I have attended many careers fairs on behalf of Virgin and when I am speaking to high school students and their parents, I really enjoy telling them that there are specific aviation degrees out there.

What is the most valuable thing you took away from your time at UNSW?

I would have to say it was the comprehensive knowledge of the industry.  I was able to go into my first couple of jobs and have a really good background understanding of the industry.

Where has your career taken you?

 For the majority of my career, I have actually worked in the commercial arm of an airline. I started at Virgin Blue in 2008 and spent a lot of time originally in the Schedule Planning team which is part of the wider network management. I moved to Canada and worked in Schedule Planning at Westjet.  I then made a move into Revenue Management with Virgin when I moved back to the southern hemisphere. I was co-located with Air New Zealand for a few years, doing Pricing and Revenue Management with VA but based in the NZ head office. We had a codeshare special arrangement where we coordinated all of our pricing and revenue management and it turned out to be difficult with the time zones, with only three hours in the day with both teams online together so they determined someone needed to be in the NZ office

I had another short stint in Schedule Planning before I became a Team Leader in Revenue Management with Virgin at their headquarters in Queensland.

I was one of the many unfortunates made redundant from VA in 2020 during COVID. It was such a volatile period, but I was one of the lucky people in the industry because I was able to get a job at a much smaller airline in the Northern Territory. I worked for approximately 12 months at Air North in Darwin. I was able to come back to Virgin in the same Revenue Management role whenthe airline started to grow routes back after the depths of Covid.

What have you enjoyed most about your career?

There’s something about Virgin that keeps me coming back and it’s the people we work with. We all have such a passion for the industry, and we have a passion for working well together. I know a lot of people that have traded around the various airlines in the industry, and they always mentioned how different it is at Virgin.

What innovations do you think the industry needs?

I know that something on the radar a lot at Virgin is AI and I know there’s a lot of people in various teams working on how we can use AI in a safe way. There are some opportunities to use it, but we have to be careful about people’s privacy. So, we are taking it slowly but there is plenty of innovation to come there.

----------

• REQUIRED ACTIONS
[a] Answer these questions using the aviation career interview above:
(i) Which airline did the interviewee work for in Canada, and in what area?
(ii) For roughly how long did the interviewee work at Air North, and where?
(iii) According to the interviewee, what keeps them coming back to Virgin?
[b] Write the next part of the aviation career interview, beginning after its final answer about AI.

----------

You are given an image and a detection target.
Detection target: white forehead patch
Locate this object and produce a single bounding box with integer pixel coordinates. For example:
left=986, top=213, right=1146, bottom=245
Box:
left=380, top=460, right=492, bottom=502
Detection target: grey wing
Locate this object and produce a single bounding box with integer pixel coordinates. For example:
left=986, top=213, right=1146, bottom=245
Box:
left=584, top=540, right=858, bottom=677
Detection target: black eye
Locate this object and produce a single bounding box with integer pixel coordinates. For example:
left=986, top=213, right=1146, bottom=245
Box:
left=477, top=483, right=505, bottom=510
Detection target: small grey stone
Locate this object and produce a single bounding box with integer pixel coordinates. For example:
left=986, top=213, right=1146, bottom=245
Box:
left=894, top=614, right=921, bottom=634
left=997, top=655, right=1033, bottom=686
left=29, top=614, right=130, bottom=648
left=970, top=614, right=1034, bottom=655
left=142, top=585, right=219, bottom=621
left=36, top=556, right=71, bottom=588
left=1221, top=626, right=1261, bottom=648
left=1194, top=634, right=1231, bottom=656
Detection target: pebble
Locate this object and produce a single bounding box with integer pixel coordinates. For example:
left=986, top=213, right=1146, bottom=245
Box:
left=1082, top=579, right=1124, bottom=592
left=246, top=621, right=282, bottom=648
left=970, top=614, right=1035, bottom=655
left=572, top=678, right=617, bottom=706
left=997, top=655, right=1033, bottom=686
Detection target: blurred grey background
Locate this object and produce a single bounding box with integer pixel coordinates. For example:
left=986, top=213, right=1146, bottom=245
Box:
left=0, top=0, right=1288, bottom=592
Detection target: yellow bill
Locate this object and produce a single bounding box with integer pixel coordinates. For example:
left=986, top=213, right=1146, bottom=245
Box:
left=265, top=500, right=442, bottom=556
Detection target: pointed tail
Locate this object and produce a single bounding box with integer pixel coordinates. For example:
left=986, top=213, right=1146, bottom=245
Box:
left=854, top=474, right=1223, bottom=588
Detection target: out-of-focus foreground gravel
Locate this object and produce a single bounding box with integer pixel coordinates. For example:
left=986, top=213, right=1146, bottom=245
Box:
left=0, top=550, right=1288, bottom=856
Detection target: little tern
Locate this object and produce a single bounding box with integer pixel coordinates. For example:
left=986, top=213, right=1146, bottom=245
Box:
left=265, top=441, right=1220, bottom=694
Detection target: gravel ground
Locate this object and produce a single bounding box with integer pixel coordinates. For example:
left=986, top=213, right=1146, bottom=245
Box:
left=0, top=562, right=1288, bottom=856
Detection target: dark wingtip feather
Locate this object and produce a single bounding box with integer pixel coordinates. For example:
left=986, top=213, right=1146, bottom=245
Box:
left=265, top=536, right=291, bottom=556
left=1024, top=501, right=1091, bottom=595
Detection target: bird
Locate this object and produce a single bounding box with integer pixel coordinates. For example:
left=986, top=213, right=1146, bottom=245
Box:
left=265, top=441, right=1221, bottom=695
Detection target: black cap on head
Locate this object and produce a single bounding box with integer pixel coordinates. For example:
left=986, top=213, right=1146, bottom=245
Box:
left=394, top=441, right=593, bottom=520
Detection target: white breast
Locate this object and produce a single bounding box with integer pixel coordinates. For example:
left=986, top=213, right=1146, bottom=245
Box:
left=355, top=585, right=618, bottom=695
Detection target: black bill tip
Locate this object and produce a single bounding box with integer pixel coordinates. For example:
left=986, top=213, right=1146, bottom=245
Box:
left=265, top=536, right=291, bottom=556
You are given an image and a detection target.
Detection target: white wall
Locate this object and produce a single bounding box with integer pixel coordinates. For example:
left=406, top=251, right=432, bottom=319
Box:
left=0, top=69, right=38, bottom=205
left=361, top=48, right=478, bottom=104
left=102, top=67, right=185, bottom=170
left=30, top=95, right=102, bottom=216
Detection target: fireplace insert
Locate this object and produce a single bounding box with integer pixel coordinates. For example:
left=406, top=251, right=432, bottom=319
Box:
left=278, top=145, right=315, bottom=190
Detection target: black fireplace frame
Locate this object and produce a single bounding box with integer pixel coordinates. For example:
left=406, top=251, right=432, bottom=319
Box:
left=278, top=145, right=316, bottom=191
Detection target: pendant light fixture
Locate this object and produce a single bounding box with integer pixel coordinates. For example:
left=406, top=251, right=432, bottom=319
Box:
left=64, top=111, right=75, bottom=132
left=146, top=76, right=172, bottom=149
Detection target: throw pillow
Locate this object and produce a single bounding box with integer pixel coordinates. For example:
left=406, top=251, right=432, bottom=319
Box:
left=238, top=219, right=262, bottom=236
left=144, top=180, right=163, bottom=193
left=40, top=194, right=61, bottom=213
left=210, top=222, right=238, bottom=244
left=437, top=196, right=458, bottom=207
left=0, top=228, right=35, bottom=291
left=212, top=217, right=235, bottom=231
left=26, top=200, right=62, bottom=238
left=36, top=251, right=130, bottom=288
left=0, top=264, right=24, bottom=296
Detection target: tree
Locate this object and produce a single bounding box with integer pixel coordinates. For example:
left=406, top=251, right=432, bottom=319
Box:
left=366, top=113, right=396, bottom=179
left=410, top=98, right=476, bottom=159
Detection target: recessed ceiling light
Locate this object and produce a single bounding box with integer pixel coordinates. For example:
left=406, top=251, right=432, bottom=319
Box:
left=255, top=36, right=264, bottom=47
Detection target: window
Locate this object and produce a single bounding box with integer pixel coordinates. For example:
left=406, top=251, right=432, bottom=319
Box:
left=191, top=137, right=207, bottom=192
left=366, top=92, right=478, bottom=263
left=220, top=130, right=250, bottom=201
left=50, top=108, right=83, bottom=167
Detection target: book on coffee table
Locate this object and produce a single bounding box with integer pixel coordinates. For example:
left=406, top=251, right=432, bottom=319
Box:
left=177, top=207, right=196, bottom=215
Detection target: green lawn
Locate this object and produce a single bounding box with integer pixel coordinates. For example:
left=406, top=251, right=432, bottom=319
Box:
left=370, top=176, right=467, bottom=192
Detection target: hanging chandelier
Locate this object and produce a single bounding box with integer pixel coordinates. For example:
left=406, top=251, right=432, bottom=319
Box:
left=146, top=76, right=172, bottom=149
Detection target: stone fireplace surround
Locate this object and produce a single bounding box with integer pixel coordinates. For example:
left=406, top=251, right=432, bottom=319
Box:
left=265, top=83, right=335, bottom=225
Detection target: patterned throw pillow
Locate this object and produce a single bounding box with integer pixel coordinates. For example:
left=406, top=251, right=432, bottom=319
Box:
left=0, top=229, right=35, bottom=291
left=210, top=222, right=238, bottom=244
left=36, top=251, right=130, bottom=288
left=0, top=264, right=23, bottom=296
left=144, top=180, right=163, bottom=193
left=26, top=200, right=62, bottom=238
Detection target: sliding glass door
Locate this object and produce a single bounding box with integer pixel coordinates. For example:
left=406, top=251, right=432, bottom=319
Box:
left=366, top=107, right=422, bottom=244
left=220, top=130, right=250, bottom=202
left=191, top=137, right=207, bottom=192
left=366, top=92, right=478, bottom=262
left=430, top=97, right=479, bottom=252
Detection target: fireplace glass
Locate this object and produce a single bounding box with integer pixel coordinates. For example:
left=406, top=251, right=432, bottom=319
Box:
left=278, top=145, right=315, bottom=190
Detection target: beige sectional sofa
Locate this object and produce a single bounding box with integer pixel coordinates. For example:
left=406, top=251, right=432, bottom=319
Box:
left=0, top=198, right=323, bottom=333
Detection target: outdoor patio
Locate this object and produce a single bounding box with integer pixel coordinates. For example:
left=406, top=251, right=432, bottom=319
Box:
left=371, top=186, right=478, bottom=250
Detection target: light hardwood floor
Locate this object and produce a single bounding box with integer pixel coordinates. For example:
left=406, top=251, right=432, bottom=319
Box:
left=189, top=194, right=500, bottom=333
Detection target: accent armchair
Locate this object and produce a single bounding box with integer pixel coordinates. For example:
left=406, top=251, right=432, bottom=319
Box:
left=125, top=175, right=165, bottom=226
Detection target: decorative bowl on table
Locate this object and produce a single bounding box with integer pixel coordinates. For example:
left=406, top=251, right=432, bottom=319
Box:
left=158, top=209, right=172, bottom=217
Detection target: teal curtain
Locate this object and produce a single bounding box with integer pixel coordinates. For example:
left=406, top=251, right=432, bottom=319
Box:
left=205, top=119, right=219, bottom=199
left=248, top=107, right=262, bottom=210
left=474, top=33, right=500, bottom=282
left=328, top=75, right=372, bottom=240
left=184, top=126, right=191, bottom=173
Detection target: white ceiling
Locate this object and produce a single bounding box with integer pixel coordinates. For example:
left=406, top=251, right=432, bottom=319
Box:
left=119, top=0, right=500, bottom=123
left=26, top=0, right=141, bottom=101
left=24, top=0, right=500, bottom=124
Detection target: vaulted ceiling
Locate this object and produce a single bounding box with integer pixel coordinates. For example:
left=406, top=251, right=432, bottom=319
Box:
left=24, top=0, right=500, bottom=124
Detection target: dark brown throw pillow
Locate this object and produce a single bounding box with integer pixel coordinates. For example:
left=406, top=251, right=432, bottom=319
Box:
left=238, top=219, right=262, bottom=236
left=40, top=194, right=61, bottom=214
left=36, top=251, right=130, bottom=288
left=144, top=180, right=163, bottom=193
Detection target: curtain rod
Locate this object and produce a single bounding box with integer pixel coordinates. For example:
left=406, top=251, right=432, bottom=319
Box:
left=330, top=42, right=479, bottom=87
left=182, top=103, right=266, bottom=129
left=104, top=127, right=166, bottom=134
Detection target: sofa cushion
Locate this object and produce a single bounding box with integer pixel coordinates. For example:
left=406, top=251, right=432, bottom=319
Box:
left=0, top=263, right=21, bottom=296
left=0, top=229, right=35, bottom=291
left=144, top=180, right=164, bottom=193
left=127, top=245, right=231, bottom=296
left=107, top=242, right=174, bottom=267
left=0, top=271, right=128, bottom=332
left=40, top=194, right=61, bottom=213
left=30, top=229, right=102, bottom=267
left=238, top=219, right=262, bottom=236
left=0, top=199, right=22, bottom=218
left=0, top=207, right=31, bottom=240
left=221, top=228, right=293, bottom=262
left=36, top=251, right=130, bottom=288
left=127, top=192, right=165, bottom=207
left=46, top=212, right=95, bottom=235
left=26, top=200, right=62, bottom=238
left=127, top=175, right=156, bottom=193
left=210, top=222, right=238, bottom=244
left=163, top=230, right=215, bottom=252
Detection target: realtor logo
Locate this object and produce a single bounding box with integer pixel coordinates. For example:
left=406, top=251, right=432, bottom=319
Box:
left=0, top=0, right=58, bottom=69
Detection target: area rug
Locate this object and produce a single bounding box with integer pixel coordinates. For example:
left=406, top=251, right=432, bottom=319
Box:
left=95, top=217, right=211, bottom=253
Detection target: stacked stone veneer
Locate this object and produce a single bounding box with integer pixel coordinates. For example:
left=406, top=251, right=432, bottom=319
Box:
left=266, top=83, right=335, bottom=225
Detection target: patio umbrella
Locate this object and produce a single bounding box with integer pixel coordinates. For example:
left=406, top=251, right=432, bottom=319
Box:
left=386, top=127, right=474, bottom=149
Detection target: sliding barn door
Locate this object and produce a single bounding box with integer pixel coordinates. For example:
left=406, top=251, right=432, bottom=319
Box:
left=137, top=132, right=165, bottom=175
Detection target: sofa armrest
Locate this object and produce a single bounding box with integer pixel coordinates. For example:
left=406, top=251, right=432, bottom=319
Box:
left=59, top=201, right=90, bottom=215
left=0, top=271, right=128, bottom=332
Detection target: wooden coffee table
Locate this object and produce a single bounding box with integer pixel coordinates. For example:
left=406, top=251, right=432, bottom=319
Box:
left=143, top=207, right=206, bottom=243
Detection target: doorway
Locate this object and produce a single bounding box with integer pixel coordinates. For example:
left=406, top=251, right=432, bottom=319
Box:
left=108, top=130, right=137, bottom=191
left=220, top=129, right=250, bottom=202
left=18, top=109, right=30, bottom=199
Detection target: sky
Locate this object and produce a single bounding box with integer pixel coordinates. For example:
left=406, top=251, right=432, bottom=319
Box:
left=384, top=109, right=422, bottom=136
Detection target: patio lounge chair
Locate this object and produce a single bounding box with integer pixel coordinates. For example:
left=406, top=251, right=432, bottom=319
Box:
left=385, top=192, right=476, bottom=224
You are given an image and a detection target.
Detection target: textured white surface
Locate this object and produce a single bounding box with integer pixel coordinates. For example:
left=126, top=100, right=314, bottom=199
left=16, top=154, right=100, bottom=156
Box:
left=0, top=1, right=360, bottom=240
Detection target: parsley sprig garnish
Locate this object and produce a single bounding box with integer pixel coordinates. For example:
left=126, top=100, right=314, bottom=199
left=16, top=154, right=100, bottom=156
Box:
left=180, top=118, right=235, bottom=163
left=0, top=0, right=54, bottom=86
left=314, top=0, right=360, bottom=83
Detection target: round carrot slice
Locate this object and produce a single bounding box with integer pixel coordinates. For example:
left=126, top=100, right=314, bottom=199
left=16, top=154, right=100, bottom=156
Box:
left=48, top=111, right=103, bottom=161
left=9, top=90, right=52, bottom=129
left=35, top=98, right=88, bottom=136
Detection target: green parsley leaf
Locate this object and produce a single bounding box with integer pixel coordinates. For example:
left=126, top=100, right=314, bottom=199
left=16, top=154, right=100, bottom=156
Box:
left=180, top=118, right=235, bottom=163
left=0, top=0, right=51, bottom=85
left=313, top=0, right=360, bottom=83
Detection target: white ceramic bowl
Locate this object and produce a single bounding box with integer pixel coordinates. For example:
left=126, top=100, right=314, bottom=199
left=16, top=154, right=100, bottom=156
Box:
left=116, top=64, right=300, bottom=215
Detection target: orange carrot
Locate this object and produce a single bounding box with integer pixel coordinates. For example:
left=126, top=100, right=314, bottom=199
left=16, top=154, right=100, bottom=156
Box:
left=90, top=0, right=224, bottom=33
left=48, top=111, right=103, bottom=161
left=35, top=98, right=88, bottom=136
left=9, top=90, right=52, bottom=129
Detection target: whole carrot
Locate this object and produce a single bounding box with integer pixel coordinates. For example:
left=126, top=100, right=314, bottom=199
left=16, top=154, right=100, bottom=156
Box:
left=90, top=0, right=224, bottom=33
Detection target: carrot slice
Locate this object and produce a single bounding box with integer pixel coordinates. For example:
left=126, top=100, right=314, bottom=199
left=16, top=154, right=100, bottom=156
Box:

----------

• RESULTS BY TASK
[a]
(i) Westjet, in Schedule Planning.
(ii) About 12 months, in Darwin.
(iii) The people they work with.

[b]
What attributes would you like to see from a graduate of the program you were in, today?

The thing we learn on the job all the time is how to operate in a corporate environment. So giving students more knowledge as they are walking into a big business as to how they operate, from life skills to learning from the top down how the business develops its budget and how that impacts various departments and the overall strategy of a business, rather than the individual topics.

In the last three years, I’ve had 6 new starters come through my team. Some fresh out of uni and some not but I work with each of them to communicate how we work in the airline, and that will be different from every company, but it works better when the person has the expectation that they need to learn how the corporate flow works.  It is good for new starters to realise that the expectations they might have in their mind about how quickly they can move up the ranks is different. It takes more years than you would expect. There are different pathways to learn and one of them is being a real specialist in the role you are in and taking that as an advantage rather than sitting and waiting for the next promotion.

What would your advice be for those currently studying or considering the study of Aviation at UNSW?

If they are considering the study, definitely do it. I am a bit biased because it really does give you a great foundation. When looking for where to start, my career path didn’t end up as a perfectly planned career path. I made my way into an airline and learned a lot about it and worked out where I wanted to be.  There are so many more jobs in an airline than you ever realise until you are in it.